TASK DESCRIPTION: Convert the records below into a two-column CSV with the header entry,response. Give one row per record, with its text in the first field and its answer in the second, each field in quotes with line breaks replaced by spaces. Cover every record and leave out the pictures.
▼
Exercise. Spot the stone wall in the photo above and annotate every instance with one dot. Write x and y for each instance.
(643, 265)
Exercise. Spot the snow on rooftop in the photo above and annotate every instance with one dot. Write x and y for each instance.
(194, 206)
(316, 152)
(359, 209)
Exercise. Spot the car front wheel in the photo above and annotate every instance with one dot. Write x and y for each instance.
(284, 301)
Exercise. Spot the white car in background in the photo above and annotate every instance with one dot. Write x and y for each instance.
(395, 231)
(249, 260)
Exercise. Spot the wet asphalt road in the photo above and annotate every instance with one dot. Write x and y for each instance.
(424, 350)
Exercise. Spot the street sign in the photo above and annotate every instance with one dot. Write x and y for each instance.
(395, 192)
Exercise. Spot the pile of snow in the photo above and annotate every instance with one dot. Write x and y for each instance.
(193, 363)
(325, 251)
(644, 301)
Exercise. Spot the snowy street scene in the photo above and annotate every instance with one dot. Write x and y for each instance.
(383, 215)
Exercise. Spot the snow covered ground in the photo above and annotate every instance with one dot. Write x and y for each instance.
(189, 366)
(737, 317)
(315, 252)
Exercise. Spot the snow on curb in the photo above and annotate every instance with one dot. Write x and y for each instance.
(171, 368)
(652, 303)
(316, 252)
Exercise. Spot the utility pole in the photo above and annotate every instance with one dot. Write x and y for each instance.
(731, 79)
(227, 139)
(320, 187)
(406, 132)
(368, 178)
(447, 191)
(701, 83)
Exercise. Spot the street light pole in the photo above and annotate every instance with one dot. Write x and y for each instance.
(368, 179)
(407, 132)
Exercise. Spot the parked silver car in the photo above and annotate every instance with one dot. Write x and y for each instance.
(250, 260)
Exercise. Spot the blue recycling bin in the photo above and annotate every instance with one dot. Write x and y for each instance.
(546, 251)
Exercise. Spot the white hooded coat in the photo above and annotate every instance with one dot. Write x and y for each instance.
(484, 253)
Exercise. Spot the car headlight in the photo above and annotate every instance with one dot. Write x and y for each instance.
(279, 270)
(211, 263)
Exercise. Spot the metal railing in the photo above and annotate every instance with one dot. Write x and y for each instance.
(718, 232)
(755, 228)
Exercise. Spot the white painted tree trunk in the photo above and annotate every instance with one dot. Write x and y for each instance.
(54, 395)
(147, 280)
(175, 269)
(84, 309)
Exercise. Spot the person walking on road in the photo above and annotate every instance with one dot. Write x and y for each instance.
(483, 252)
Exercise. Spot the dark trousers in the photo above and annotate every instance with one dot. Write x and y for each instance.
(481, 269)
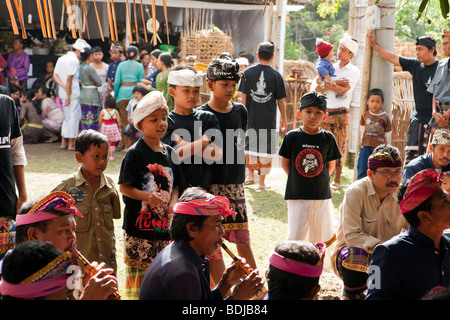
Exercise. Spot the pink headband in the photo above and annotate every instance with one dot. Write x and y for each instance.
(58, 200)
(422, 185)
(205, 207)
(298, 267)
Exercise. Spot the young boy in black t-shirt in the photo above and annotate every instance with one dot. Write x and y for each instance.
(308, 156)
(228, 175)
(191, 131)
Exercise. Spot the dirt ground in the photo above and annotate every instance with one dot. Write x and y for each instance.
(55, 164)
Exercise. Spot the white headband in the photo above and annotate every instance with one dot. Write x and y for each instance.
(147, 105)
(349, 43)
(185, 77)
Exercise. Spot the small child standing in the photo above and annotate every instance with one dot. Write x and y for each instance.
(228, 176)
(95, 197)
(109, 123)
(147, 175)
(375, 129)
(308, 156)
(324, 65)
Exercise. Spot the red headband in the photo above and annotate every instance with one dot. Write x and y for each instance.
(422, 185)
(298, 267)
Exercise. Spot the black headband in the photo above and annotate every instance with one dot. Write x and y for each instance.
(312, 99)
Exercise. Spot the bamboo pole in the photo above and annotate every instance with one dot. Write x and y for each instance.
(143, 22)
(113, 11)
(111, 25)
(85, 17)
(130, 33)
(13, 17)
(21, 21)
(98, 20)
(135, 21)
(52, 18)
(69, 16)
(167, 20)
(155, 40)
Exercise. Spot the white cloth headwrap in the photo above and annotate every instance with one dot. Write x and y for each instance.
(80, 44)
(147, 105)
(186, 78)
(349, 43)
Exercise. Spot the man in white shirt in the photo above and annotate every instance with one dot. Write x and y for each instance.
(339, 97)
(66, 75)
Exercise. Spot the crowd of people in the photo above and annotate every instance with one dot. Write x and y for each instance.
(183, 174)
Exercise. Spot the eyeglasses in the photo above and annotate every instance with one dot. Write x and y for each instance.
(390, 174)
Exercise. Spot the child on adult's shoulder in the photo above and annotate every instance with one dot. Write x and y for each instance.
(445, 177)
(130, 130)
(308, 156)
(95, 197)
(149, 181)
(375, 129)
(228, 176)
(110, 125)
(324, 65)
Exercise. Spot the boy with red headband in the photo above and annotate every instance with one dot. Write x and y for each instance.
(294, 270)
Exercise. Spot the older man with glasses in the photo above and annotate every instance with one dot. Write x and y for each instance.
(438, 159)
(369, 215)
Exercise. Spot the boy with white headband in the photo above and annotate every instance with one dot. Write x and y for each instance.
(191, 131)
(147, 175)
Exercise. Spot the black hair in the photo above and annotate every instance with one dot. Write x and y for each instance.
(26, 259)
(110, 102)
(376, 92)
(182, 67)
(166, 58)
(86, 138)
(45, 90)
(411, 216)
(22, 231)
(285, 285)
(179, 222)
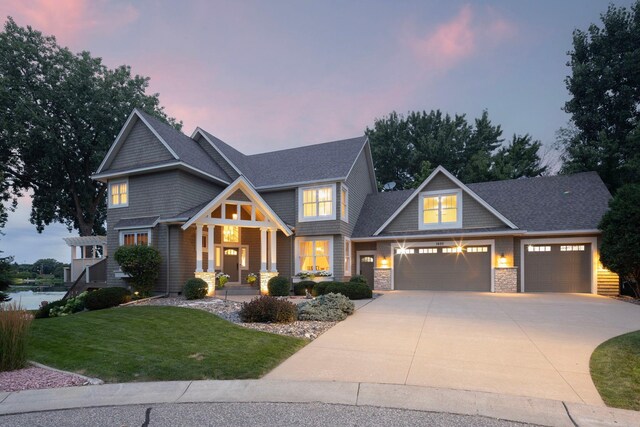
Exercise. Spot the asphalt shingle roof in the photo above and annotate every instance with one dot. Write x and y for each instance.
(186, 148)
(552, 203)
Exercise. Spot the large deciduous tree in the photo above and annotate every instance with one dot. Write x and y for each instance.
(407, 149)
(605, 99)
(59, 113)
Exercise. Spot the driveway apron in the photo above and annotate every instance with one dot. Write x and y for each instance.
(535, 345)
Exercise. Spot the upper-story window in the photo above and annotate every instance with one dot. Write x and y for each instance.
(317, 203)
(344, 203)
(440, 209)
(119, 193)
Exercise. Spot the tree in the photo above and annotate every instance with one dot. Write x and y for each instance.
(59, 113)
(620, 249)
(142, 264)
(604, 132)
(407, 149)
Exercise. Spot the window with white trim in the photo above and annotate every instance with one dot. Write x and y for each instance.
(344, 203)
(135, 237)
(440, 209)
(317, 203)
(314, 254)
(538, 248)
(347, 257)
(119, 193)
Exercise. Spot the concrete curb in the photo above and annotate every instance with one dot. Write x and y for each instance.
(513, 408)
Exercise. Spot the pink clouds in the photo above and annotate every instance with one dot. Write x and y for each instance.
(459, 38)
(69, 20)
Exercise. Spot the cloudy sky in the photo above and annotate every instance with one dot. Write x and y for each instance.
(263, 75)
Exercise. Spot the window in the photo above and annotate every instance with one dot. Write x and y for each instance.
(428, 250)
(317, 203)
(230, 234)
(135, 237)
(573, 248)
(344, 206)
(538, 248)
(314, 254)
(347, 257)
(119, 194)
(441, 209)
▲
FULL ANSWER:
entry,response
"Exercise. Spot the stone wall in the photo above and annotate every instance with one dot. Write x and y for each instance.","(643, 265)"
"Exercise. Spot the snow on rooftop in the photo above and annotate every instance with one dot. Write x and y for each instance.","(194, 206) (316, 152) (359, 209)"
"Exercise. Spot the car front wheel in the photo above and annotate every instance with one dot. Write x and y for each instance.","(284, 301)"
"Exercise. Spot the white car in background in the photo above and annotate every instance with one dot. Write x and y for each instance.","(395, 231) (249, 260)"
"Exercise. Spot the wet asphalt road in the photo above and annotate every instance with one dot. Write x and y for each instance.","(424, 350)"
"Exercise. Spot the street sign in the photo above and annotate every instance with one dot. Write x and y for each instance.","(395, 192)"
"Exercise. Spot the pile of snow in the photo above and annotate every instance with one dot. Write x and y for each instance.","(193, 363) (325, 251) (644, 301)"
"Exercise. Spot the snowy street scene in the photo above and annotate every instance with one dot. Write x and y for each instance.","(383, 215)"
"Exercise. Spot the snow covered ground in the photo above and annotate every instance with one dot. Write x and y for each instance.","(189, 366) (737, 317) (315, 252)"
"Exercise. Spot the snow on curb in the photo above and annotate every instance with one dot. Write x and y for each instance.","(171, 368) (652, 303) (316, 252)"
"Exercise. Spot the utility pole in the photo above and annotate every instance with one dot. Write x and y for each instance.","(731, 79) (227, 139) (320, 187) (406, 132) (368, 178) (447, 191) (701, 83)"
"Exercise. Spot the street light pole in the photo above and annotate every instance with one dot. Write x and y for each instance.","(368, 179) (407, 132)"
"Exercise. Spot the parked silver car in the photo above and annotate every instance with one dot. Write x and y for each instance.","(250, 260)"
"Exercise. Spot the blue recycling bin in the photo above and annotate every instance with one dot. Write x and y for each instance.","(546, 251)"
"Exercise. Spot the white hooded coat in the photo above and annotate every instance with one dot. Write x and y for each instance.","(484, 253)"
"Exercise. Spot the car headlight in the photo above and annotate every instance with one dot. Write x and y for each instance.","(279, 270) (211, 263)"
"Exercise. Spot the metal railing in the photo above and annotate every instance with one dot. Write x and y for each instance.","(718, 232) (755, 228)"
"Exercise. Spot the white painted tree trunk in the photo above and annotate every instance with one dot. Write x and y for each instance.","(54, 395) (147, 280) (175, 269) (84, 309)"
"Exercise. Spot the person walking on road in the photo above and annotate every instance with one dot. Write x and y for each instance.","(483, 252)"
"Exercise. Spot the dark trousers in the photo above and annotate every instance with one dot. Write x and y for each instance.","(481, 269)"
"Exercise. Spot the pink headband in the photo above and annotate every instance with one dot. Write x and y for each instance.","(58, 200) (422, 185) (205, 207) (298, 267)"
"Exercise. Spot the young boy in black t-shirt in the photo above and annotate every instance with one dot. Write x and y for each instance.","(308, 156) (228, 175) (191, 131)"
"Exercise. Spot the dirt ground in the photo above and annotate every instance with one dot. Write x and y for each instance.","(55, 164)"
"Exercise. Spot the white headband in the photo above and annotate every instance with one dot. Write x and y for each instance.","(147, 105) (349, 43) (185, 77)"
"Exercise. Spot the small child standing in the photo above and annotate every instance with one dot. Write x and y for each instance.","(228, 176) (95, 197) (109, 123) (147, 175) (375, 129) (308, 156) (324, 65)"
"Exercise. Spot the red headband in the photo above and annotate every instance with one dot. Write x and y for each instance.","(422, 185) (298, 267)"
"Exercise. Spot the black headband in the photo above and annotate every instance with one dot. Write x and y for each instance.","(312, 99)"
"Exercise. Spot the bamboo pole in the photo above and annotate every instance with one dot. Write x and y for each instance.","(143, 22) (113, 11) (111, 25) (85, 17) (130, 33) (13, 17) (21, 21) (98, 20) (135, 21) (52, 18) (69, 16) (167, 20) (155, 40)"
"Exercise. Spot the white cloth headwrap in the photo above and annotate every instance with one dot. Write x and y for each instance.","(80, 44) (147, 105) (186, 78) (349, 43)"
"Exercise. Spot the man in white shirt in the photo above and annotate every instance with one dot. Write x and y for each instance.","(339, 97) (66, 75)"
"Exercise. Spot the crowd of people in the photo above and annotate every instance with one dot. Write x and y for each instance.","(183, 174)"
"Exercise. Spot the eyeglasses in the photo above and annotate every instance with one dot. Write x and y for each instance.","(390, 174)"
"Exercise. Spot the child on adult's shoulder in the photo above and annotate every instance with one dot. Write x and y for each instance.","(445, 177) (130, 130) (308, 156) (95, 197) (149, 181) (375, 129) (228, 176) (110, 125) (324, 65)"
"Exercise. Spot the boy with red headband in the photo above and annotate every instance with one dot. Write x and y for each instance.","(294, 270)"
"Exercise. Spot the older man with glasses in the photo above and annotate every instance with one dot. Write x and y for each instance.","(438, 159) (369, 215)"
"Exercise. Spot the boy with white headband in the photo above and annotate every instance with one dot. Write x and y for each instance.","(191, 131) (147, 175)"
"Exercise. Spot the black hair in the photo above and annotate every instance with one dot. Write x and y for each instance.","(26, 259) (110, 102) (376, 92) (182, 67) (166, 58) (86, 138) (45, 90) (411, 216) (22, 231) (285, 285) (179, 222)"
"Exercise. Spot the asphalt shingle roof in the photo above and annotate every instance with one dot. Write x and y for each instance.","(186, 148) (552, 203)"
"Exercise. Spot the large deciduous tree in the photo above and annotate every instance with one dot. Write x and y for each instance.","(407, 149) (605, 99) (59, 113)"
"Exercise. Spot the driveway apron in the photo above and annotate every instance with one dot. Write x and y for each instance.","(535, 345)"
"Exercise. Spot the upper-story window in the photo above and annotate every instance with one dot. Write x and y for each instance.","(317, 203) (344, 203) (440, 209) (119, 193)"
"Exercise. Spot the tree in the photo above and annotate every instance with one dot. Write x and y for each instance.","(59, 113) (620, 249) (142, 264) (604, 132) (407, 149)"
"Exercise. Spot the window with white trim in the photo above and annotate every instance with one dot. Write x and y for each instance.","(344, 203) (135, 237) (440, 209) (317, 203) (314, 254) (538, 248) (347, 257) (119, 193)"
"Exercise. Spot the concrete curb in the photo above and annotate every instance with one dot. Write x and y for each instance.","(513, 408)"
"Exercise. Spot the pink clouds in the photo above and annotate every instance with one dot. Write x and y for each instance.","(459, 38) (69, 20)"
"Exercise. Spot the cloudy sky in the photo above and annotate every instance with one dot. Write x and y for each instance.","(263, 75)"
"Exercise. Spot the window in the photo above and annotate every instance with one dot. Write x and y for each instance.","(428, 250) (317, 203) (230, 234) (135, 237) (573, 248) (344, 206) (538, 248) (314, 254) (347, 257) (119, 194) (441, 209)"